** Extract provided **
● ● ● ●

Mar 20, 2008
Bird Notes 3/20/08
Finding Your Wings
This is the time of year when activity in the bird world moves into high gear. Males are singing their mating and territorial songs, plumage colors are brightening, and immigrants are arriving from warmer climes.

It’s a perfect time to learn more about what we are seeing and hearing.

Nature centers traditionally have birding courses in the spring, but most of us can’t fit classes into our busy schedules. An alternative is Professor Burton Guttman’s new book, Finding Your Wings.

It’s surprising no one (to my knowledge) has done this before. Like an old-fashioned classroom workbook, Finding Your Wings offers lessons and exercises — you read about a topic and then, pen in hand, answer questions — even draw pictures. And you do it when you feel like it!
The aim is to increase your ability to identify birds, and to understand more about what you are seeing.

The workbook is labeled as part of the Peterson Field Guide series, but it is not a field guide, in either content or appearance. Like many workbooks, it’s spiral bound, but the pages are high quality paper, with color images, so that it’s a workbook you will not only use for your “bird-watching course,” but also as a reference. Professor Guttman apparently understood this, for he included an extensive index — a good index makes any non-fiction book much more useful and of more lasting value.

● ● ● ●

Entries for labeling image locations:
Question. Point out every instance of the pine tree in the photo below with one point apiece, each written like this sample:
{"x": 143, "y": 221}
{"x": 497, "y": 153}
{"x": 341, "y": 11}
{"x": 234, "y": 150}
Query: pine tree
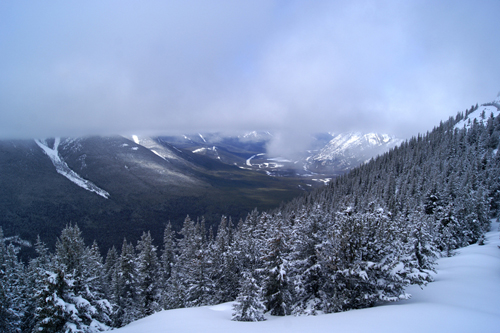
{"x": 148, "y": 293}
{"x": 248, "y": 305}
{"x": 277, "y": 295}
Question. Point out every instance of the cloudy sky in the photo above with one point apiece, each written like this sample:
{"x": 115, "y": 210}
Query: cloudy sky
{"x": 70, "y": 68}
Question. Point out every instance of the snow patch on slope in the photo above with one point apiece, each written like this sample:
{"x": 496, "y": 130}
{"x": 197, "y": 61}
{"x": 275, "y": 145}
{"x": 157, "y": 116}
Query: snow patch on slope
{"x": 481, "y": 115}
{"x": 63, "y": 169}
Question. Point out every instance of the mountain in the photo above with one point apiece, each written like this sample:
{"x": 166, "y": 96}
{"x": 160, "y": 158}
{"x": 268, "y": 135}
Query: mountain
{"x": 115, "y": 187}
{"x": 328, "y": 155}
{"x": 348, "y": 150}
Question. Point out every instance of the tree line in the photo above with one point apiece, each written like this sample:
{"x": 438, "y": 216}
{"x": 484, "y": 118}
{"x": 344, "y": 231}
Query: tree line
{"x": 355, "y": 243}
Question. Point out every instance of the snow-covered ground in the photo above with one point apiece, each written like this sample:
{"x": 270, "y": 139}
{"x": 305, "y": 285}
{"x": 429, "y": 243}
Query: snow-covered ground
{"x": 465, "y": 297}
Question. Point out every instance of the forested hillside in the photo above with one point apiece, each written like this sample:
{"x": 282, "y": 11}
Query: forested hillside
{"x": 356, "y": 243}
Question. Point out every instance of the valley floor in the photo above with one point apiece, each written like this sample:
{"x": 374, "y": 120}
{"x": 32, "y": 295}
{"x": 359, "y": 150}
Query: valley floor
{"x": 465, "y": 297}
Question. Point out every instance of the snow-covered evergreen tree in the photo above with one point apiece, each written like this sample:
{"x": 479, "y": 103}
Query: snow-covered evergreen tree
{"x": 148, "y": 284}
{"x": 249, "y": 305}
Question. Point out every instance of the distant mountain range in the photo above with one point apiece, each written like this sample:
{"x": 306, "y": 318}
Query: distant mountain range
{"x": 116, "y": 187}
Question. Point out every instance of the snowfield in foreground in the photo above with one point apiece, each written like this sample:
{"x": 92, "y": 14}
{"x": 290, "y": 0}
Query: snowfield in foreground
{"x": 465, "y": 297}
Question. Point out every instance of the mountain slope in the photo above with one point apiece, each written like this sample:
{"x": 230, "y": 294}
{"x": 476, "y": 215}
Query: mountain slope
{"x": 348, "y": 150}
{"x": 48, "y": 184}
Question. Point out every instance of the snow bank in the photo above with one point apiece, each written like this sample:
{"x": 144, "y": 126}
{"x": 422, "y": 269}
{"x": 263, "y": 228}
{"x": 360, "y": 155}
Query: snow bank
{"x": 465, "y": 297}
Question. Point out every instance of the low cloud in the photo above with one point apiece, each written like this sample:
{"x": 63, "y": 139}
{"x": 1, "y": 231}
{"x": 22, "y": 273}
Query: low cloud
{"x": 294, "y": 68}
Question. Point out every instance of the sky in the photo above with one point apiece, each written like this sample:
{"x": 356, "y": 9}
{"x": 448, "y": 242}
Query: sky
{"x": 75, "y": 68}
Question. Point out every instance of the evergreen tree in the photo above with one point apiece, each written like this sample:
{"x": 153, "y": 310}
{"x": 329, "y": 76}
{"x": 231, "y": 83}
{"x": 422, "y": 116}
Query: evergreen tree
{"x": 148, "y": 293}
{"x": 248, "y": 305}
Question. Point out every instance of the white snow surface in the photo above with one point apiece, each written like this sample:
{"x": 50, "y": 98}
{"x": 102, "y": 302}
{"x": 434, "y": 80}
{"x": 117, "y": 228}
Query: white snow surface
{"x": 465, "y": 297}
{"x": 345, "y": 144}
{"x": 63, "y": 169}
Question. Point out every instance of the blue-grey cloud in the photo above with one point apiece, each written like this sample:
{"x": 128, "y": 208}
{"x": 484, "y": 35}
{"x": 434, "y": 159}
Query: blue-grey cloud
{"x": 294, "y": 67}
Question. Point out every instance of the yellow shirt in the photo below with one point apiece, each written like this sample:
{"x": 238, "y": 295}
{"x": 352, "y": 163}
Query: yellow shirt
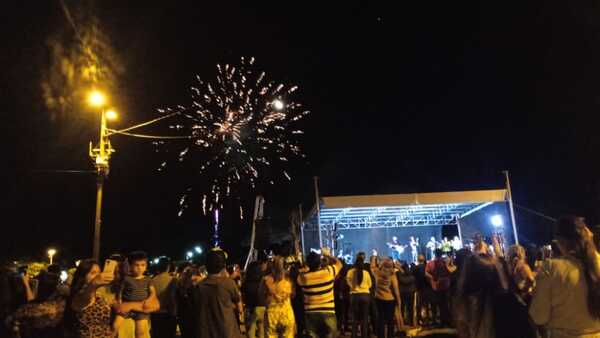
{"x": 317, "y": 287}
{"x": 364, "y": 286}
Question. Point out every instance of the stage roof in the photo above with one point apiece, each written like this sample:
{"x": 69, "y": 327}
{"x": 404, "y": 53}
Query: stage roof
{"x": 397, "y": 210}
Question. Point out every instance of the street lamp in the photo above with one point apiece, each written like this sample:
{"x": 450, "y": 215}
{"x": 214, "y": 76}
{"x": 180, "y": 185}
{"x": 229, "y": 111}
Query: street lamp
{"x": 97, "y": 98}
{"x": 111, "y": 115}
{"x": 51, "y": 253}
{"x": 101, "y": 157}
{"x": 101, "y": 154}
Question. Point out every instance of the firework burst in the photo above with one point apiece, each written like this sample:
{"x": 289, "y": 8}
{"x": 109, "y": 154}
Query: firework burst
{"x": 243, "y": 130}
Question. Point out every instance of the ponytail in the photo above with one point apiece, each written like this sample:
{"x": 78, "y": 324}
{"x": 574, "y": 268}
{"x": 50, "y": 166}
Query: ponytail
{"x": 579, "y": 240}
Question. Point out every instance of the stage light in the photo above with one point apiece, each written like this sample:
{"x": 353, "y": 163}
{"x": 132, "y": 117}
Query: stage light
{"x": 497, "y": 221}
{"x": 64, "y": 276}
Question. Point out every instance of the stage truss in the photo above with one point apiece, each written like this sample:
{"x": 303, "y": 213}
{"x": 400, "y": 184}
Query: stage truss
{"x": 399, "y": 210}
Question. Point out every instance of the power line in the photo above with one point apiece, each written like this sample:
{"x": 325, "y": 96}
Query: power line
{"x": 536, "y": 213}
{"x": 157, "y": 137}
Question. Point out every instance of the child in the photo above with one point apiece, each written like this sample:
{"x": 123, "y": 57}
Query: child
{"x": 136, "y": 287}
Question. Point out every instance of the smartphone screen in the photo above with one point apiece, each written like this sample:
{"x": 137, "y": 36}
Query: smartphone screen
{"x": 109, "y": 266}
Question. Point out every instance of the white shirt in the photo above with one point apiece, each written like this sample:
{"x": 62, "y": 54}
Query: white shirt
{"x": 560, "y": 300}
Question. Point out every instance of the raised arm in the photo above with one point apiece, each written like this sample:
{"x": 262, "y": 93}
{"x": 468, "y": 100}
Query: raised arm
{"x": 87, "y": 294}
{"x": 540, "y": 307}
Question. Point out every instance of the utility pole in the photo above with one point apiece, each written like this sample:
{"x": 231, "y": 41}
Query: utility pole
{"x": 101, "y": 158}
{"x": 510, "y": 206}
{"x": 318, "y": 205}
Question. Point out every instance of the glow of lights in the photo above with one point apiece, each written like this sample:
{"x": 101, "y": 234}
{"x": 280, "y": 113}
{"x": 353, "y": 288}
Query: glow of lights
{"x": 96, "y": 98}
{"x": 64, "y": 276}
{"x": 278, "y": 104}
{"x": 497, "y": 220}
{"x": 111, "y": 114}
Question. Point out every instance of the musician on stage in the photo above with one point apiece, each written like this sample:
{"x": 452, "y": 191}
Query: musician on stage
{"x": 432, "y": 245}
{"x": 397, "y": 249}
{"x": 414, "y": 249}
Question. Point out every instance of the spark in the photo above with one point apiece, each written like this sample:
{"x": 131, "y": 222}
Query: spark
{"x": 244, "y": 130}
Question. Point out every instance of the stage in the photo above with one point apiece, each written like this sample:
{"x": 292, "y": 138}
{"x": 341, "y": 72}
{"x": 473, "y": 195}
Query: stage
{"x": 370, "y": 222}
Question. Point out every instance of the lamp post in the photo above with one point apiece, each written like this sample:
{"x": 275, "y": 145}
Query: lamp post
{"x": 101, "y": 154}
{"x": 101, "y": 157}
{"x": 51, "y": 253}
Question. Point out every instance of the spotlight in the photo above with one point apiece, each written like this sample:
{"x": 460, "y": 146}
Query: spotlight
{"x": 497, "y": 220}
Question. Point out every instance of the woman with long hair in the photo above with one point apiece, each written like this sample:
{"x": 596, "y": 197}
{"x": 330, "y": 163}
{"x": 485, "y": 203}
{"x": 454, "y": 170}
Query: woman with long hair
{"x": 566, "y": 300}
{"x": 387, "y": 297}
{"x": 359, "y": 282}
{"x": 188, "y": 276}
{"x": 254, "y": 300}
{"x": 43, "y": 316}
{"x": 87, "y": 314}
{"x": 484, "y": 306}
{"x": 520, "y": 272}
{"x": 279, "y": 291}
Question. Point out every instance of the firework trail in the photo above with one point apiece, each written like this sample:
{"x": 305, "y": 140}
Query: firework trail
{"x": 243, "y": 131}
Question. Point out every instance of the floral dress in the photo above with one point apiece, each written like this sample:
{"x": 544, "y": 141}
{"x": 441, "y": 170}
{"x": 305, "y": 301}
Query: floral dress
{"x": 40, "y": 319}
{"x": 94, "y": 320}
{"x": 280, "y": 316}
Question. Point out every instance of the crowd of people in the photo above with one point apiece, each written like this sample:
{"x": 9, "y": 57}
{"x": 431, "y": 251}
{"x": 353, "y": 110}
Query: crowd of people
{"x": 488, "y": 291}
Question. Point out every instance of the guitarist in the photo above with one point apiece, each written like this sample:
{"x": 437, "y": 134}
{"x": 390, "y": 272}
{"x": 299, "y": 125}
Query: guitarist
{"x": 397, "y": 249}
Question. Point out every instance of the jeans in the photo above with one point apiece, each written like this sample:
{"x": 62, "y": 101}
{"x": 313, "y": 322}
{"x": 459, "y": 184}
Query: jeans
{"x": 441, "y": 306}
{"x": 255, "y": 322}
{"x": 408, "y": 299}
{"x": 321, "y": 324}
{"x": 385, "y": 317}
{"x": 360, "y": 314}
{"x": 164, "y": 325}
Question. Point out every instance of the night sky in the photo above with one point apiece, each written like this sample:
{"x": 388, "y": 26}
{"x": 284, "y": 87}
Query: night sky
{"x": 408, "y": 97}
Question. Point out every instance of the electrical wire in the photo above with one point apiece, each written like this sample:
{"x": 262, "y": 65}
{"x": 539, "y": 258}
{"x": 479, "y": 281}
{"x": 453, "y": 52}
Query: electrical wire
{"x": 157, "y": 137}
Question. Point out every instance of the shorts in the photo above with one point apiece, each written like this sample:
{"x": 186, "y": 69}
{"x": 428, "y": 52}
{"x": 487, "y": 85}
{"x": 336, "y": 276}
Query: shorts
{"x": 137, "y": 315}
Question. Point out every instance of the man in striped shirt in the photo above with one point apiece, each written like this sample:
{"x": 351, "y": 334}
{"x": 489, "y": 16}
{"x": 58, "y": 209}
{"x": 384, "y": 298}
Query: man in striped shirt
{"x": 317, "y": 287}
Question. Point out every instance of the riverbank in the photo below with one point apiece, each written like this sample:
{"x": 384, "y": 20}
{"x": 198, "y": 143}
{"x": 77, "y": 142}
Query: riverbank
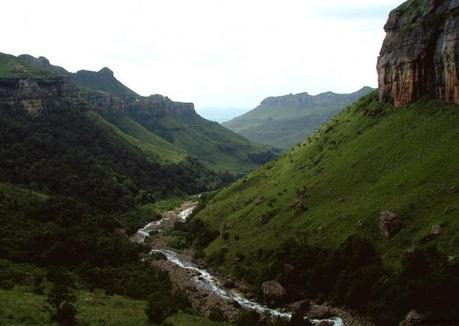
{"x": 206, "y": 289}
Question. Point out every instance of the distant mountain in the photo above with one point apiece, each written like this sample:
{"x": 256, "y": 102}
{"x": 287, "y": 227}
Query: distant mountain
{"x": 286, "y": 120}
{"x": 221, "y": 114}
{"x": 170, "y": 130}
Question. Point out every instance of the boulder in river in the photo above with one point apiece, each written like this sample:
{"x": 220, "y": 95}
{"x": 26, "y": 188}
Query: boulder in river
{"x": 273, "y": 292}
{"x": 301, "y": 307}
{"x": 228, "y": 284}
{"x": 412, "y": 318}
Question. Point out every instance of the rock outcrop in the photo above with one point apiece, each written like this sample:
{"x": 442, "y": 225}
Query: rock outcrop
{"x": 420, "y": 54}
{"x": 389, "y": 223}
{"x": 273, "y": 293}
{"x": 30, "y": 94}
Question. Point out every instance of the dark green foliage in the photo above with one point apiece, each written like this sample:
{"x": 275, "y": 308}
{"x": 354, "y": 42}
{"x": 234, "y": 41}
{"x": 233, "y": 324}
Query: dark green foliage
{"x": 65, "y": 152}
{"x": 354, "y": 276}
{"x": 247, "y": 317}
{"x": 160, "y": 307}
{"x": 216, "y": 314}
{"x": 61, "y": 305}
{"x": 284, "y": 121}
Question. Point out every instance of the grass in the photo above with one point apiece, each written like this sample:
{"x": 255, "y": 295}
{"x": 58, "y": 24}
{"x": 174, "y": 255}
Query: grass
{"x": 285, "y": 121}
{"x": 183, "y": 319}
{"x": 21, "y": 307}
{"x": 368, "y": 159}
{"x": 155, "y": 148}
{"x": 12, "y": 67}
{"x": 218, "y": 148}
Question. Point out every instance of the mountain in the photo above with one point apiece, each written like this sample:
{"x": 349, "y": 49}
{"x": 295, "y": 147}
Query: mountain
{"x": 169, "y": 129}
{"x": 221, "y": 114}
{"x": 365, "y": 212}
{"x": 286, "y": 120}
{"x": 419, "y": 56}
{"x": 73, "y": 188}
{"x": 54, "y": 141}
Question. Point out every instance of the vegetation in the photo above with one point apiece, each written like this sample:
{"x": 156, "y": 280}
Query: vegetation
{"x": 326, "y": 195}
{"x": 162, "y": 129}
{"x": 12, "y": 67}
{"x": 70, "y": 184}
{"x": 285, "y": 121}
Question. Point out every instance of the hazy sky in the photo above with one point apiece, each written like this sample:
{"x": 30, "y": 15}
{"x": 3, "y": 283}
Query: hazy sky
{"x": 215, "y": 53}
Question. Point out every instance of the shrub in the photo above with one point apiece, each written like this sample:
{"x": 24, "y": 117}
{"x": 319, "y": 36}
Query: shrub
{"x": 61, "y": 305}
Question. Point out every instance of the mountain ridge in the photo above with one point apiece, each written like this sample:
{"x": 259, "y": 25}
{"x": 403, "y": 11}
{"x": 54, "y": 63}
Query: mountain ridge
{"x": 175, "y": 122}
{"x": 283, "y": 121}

● ● ● ●

** To be done **
**A)** Could you update the part of the bird notes column that opens with the words containing "It’s a perfect" and closes with "feel like it!", putting "autumn" in place of "spring"?
**B)** Could you carry on the bird notes column from where it stops?

** The responses **
**A)**
It’s a perfect time to learn more about what we are seeing and hearing.

Nature centers traditionally have birding courses in the autumn, but most of us can’t fit classes into our busy schedules. An alternative is Professor Burton Guttman’s new book, Finding Your Wings.

It’s surprising no one (to my knowledge) has done this before. Like an old-fashioned classroom workbook, Finding Your Wings offers lessons and exercises — you read about a topic and then, pen in hand, answer questions — even draw pictures. And you do it when you feel like it!

**B)**
Finding Your Wings provides nearly 200 pages of discourses on such subjects as the different kinds of bills birds have and why, how wings differ and are constructed, how to select and effectively use binoculars, how to identify a bird by its shape, techniques for watching birds in the field, and the best places for birding. There’s even a chapter of “games” designed to improve your identification skills.

It starts out with easy topics such as how to “how to see,” and moves onward to more complicated subjects, such as “problematic groups” of birds like hawks. There’s even a chapter on identifying sparrows, which many people ignore as LBJ’s — “little brown jobs” — but which Professor Guttman notes, “sport beautiful patterns of rust, black, white, gray, and orange, and more than one artist has been moved by their beauty to study the sparrows and paint them all.”

And yes, there is an appendix of answers to all the questions in the exercises.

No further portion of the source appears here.